Page extract =>
Job Description: What To Expect
Join Tesla’s Dojo Performance Team to design and optimize cutting-edge system-level simulation frameworks for AI accelerators. You will simulate the performance of thousands of Dojo compute nodes operating in parallel to drive state-of-the-art machine learning (ML) workloads. This role centers on modeling large-scale AI training systems, to evaluate performance of new kernels and mapping strategies. By analyzing trade-offs between memory, compute, and communication across system resources, you will help push the boundaries of AI performance and efficiency.
What You'll Do
- Develop system-level simulation frameworks to model the performance of massively parallel AI accelerators, including compute distribution, memory hierarchy, interconnects, and dataflow.
- Simulate and analyze how large-scale ML workloads, from FSD to LLMs, are mapped and executed across thousands of Dojo compute nodes.
- Collaborate with ML architects, kernel developers, and system engineers to ensure simulations reflect real-world AI training requirements.
- Design and implement tests to evaluate trade-offs in system resources, including memory bandwidth, capacity, latency, and compute, to optimize performance for large-scale AI workloads.
- Build and maintain software tools and frameworks to support simulation development, testing, and integration.
- Conduct performance analysis to identify bottlenecks and propose system-level optimizations.
- Stay current with advancements in ML model architectures, parallel computing, and system-level simulation techniques.
- Participate in code reviews, debugging, and testing to ensure robust and scalable simulation frameworks.
What You'll Bring
- Degree in Computer Science, Electrical Engineering, or proof of exceptional skills in related fields, or equivalent experience.
- Strong proficiency in C++ for developing high-performance simulation frameworks.
- Solid understanding of ML/deep learning model architectures, including how models are partitioned and mapped across multiple devices.
- Good understanding in Compute Architecture, Memory Hierarchy, and Dataflows.
- Experience in system-level simulation, parallel computing, or ML workload optimization.
- Knowledge of kernel development processes and how ML workloads are deployed on hardware accelerators.
- Familiarity with analytical simulation techniques for modeling high-level system behavior.
- Excellent problem-solving skills, with the ability to analyze complex systems and propose innovative solutions.
- Strong communication and collaboration skills to work effectively with cross-functional teams, including ML researchers, architects, and engineers.
- Ability to work onsite in our Palo Alto, CA office.
Benefits
Compensation and Benefits
Along with competitive pay, as a full-time Tesla employee, you are eligible for the following benefits from day 1:
- Aetna PPO and HSA plans > 2 medical plan options with $0 payroll deduction
- Family-building, fertility, adoption, and surrogacy benefits
- Dental (including orthodontic coverage) and vision plans, both with options with a $0 paycheck contribution
- Company Paid HSA Contribution when enrolled in the High Deductible Aetna medical plan with HSA
- Healthcare and Dependent Care Flexible Spending Accounts (FSA)
- 401(k) with employer match, Employee Stock Purchase Plans, and other financial benefits
- Company paid Basic Life, AD&D, short-term and long-term disability insurance
- Employee Assistance Program
- Sick and Vacation time (Flex time for salary positions), and Paid Holidays
- Back-up childcare and parenting support resources
- Voluntary benefits: critical illness, hospital indemnity, accident insurance, theft & legal services, and pet insurance
- Weight Loss and Tobacco Cessation Programs
- Tesla Babies program
- Commuter benefits
- Employee discounts and perks program
Expected Compensation
- $132,000 - $330,000 per year + cash and stock awards + benefits
- Pay may vary depending on location, skills, experience, and other factors.
Summary
This role involves developing advanced simulation frameworks to improve AI hardware performance at Tesla, requiring expertise in C++, ML architectures, system simulation, and parallel computing.

Required action 1 => Reproduce the job posting's wording from "- Good understanding" up to and including "on hardware accelerators.".
Required action 2 => According to the job posting, in which office must the role be worked onsite?
The records are separate material, independent of the job posting.

Data listing =>
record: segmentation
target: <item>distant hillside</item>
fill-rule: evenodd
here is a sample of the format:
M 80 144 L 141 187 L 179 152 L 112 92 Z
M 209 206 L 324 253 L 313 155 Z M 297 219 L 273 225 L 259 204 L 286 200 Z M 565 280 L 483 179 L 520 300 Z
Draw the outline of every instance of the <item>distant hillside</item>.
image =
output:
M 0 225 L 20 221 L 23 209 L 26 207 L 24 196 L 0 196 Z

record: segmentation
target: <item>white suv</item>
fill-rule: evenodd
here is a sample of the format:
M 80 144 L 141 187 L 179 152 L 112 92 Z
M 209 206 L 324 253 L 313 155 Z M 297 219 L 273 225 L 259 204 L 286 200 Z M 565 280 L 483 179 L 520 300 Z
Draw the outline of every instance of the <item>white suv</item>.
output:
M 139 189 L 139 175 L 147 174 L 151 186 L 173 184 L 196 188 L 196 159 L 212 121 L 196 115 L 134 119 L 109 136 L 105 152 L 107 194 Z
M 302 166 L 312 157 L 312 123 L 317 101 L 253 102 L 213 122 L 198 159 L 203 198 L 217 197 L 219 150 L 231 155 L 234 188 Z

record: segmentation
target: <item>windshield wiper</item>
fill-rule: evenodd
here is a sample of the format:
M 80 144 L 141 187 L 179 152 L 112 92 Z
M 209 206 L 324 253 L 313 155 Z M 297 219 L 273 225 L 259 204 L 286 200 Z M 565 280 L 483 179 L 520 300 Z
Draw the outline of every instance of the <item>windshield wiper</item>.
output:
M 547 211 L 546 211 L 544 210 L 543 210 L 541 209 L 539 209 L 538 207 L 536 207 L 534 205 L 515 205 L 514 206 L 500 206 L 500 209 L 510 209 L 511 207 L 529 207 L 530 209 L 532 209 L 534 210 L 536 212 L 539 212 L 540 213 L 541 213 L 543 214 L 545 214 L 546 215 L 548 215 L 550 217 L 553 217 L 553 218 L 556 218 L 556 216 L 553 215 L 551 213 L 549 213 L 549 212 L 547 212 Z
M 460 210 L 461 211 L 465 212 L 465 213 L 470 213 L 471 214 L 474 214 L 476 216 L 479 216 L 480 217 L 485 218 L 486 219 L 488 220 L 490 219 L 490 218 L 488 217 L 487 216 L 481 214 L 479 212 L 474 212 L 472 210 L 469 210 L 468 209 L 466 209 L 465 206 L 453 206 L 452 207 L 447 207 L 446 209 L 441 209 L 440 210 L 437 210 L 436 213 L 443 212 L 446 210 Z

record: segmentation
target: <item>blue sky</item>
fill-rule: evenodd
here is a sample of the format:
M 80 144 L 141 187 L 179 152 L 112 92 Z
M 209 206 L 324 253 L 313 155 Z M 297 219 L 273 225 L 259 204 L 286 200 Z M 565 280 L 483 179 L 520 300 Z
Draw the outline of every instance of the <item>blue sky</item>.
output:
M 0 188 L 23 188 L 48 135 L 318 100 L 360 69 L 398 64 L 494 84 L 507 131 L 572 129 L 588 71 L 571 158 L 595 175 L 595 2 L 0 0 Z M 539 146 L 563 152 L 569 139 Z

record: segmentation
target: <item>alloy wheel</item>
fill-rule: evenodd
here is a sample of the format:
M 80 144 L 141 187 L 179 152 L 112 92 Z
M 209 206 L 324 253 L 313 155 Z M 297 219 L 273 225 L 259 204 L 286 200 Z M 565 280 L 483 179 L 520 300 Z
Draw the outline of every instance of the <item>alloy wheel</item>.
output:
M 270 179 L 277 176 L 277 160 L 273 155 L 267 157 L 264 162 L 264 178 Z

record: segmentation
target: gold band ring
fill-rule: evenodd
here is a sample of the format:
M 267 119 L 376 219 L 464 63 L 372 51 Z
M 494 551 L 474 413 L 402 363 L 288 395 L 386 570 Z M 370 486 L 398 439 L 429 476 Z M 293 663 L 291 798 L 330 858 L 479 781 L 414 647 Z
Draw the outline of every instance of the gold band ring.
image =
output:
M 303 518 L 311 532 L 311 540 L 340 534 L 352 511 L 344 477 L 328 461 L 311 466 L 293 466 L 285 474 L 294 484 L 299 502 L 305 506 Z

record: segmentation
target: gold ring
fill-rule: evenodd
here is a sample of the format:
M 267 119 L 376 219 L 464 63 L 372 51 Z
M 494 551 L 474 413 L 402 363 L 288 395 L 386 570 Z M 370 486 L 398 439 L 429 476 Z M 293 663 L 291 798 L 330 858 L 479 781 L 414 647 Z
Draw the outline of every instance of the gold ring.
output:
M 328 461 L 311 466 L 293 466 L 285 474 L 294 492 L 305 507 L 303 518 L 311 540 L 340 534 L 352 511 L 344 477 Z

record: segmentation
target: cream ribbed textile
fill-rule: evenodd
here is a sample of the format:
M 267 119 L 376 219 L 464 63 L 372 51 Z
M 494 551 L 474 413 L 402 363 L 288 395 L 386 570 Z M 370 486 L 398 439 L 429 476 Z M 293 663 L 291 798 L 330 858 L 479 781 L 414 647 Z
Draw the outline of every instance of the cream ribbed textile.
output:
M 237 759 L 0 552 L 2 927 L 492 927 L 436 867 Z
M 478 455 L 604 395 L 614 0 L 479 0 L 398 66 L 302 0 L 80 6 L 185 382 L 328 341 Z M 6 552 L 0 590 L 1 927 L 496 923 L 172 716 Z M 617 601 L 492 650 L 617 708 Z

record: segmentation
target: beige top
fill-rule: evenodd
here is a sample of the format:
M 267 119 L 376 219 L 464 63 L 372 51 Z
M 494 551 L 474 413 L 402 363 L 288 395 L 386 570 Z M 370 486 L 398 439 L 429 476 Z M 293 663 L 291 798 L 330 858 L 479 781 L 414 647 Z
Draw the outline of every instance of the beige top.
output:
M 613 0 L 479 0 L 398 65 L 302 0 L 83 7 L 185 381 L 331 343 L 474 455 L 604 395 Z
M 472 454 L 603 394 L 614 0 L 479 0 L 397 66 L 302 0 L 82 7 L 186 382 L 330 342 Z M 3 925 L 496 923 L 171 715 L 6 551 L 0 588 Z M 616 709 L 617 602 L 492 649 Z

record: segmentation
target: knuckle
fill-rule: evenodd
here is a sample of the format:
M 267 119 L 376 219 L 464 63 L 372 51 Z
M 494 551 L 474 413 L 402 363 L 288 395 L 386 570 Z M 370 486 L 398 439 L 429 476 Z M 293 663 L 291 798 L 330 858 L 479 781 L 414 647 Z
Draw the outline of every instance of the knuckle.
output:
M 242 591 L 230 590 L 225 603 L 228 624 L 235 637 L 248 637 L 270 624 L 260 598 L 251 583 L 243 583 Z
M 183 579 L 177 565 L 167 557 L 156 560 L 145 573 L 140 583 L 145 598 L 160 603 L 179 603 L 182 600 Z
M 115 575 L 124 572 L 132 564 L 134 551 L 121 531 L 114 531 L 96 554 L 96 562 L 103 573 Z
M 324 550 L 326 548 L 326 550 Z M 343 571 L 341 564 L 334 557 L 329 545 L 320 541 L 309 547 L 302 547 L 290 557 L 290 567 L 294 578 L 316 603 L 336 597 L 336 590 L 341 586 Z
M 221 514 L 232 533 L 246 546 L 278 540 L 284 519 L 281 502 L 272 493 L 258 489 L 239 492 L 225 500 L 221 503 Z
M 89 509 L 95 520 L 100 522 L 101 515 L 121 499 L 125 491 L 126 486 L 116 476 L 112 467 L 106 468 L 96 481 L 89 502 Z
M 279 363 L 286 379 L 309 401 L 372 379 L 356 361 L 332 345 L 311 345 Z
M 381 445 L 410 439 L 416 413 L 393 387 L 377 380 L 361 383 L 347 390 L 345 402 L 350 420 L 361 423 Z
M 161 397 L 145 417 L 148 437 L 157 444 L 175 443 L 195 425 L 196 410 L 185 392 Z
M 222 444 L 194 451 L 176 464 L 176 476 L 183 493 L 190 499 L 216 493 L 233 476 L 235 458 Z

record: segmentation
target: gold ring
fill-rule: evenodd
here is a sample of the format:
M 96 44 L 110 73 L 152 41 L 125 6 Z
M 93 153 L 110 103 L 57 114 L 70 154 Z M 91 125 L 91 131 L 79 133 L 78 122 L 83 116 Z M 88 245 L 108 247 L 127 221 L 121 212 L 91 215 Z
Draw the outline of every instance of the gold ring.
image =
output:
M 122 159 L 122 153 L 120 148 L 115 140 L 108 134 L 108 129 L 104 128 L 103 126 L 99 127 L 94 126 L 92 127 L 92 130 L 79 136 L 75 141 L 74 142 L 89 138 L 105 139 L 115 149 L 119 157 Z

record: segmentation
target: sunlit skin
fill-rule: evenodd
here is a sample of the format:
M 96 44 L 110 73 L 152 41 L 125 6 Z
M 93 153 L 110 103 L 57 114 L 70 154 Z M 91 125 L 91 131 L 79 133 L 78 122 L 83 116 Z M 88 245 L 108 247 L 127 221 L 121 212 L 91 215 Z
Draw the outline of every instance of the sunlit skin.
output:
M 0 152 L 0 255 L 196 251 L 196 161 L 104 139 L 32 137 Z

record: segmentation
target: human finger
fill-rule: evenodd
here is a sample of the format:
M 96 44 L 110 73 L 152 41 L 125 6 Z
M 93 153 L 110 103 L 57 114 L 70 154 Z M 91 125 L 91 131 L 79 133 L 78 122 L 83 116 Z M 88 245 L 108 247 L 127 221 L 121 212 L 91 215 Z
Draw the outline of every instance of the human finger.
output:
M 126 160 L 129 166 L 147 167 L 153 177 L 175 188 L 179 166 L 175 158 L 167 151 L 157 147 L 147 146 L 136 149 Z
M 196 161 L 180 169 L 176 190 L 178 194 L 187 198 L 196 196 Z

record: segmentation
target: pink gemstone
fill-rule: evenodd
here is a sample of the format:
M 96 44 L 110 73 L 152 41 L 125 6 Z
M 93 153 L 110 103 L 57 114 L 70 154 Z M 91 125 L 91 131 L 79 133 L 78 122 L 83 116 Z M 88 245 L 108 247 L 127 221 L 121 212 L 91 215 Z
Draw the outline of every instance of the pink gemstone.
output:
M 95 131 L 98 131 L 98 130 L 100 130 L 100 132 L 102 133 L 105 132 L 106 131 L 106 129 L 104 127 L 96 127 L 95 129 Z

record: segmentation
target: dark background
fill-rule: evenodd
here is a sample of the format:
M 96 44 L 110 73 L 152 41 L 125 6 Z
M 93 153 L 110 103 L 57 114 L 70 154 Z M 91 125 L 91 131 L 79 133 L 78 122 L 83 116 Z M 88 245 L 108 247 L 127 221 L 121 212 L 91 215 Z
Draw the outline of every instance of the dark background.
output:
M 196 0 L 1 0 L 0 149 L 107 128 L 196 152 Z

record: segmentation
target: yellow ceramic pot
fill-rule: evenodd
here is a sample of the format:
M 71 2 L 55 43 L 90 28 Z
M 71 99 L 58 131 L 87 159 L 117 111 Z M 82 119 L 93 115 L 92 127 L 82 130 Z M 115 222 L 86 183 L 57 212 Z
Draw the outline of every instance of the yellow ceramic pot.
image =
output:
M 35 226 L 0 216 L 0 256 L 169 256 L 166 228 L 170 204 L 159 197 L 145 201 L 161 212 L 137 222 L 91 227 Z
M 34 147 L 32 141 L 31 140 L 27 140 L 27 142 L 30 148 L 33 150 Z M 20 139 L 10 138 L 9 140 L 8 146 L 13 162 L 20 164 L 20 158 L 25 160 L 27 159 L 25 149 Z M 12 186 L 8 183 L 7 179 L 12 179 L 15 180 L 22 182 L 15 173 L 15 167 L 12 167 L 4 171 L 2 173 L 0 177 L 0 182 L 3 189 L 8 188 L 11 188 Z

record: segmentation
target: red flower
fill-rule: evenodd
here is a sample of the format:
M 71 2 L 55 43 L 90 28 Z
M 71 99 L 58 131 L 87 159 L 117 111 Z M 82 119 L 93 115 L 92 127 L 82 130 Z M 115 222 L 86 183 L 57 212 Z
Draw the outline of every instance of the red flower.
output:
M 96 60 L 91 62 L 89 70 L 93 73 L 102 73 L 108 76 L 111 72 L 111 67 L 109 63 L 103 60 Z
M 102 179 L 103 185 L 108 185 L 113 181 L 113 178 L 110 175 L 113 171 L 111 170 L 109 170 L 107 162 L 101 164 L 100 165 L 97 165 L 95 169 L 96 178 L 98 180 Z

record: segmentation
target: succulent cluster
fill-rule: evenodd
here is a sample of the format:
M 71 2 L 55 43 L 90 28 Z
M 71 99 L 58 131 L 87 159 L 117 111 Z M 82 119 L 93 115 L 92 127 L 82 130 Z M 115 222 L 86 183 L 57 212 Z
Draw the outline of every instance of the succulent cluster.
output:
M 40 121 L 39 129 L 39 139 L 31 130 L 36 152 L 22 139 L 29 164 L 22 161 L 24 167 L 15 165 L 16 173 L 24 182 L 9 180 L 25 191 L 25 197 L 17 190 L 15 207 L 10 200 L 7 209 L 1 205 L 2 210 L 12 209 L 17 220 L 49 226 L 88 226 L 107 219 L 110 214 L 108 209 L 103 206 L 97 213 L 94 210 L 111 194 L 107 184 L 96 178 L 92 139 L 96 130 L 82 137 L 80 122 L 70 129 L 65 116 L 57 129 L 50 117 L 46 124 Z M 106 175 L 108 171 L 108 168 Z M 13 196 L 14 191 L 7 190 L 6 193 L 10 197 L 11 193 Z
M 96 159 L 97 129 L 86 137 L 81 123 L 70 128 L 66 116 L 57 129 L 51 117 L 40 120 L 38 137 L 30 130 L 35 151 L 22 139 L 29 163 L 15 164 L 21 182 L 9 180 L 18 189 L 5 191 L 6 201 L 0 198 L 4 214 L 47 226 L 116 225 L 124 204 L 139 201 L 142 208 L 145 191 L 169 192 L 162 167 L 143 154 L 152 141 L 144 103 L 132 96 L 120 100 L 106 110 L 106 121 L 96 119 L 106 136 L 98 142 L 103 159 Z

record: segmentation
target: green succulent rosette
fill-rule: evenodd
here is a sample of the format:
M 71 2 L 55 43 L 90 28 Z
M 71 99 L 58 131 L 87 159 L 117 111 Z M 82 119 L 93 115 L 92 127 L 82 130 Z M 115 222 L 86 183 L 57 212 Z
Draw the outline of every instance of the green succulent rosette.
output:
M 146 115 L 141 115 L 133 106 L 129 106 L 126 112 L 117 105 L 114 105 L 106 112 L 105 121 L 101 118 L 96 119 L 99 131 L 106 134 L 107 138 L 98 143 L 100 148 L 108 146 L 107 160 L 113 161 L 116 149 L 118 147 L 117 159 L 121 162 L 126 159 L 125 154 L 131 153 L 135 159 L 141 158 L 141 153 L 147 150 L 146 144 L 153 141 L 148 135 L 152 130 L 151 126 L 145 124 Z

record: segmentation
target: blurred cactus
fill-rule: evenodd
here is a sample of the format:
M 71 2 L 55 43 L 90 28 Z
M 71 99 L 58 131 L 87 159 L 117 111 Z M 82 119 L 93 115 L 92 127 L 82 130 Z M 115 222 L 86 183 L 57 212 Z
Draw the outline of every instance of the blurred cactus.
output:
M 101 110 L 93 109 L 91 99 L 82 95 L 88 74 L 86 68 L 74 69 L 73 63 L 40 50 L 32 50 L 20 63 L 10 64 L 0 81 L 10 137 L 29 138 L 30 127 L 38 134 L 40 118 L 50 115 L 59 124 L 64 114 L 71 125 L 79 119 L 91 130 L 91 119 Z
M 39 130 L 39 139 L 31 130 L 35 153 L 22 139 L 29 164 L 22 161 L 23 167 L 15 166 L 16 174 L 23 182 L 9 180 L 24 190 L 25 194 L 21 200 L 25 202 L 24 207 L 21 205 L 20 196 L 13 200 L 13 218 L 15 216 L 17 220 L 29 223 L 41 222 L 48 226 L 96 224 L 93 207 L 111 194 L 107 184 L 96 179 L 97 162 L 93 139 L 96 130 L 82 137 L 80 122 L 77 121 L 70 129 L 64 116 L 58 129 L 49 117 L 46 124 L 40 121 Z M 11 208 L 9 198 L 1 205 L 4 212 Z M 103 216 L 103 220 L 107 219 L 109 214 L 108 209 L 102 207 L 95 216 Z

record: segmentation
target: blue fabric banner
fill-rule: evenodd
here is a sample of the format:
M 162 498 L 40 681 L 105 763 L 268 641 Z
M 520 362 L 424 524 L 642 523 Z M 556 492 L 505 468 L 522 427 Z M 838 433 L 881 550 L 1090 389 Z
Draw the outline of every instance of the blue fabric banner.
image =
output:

Written solution 1 =>
- Good understanding in Compute Architecture, Memory Hierarchy, and Dataflows.
- Experience in system-level simulation, parallel computing, or ML workload optimization.
- Knowledge of kernel development processes and how ML workloads are deployed on hardware accelerators.

Written solution 2 => Palo Alto, CA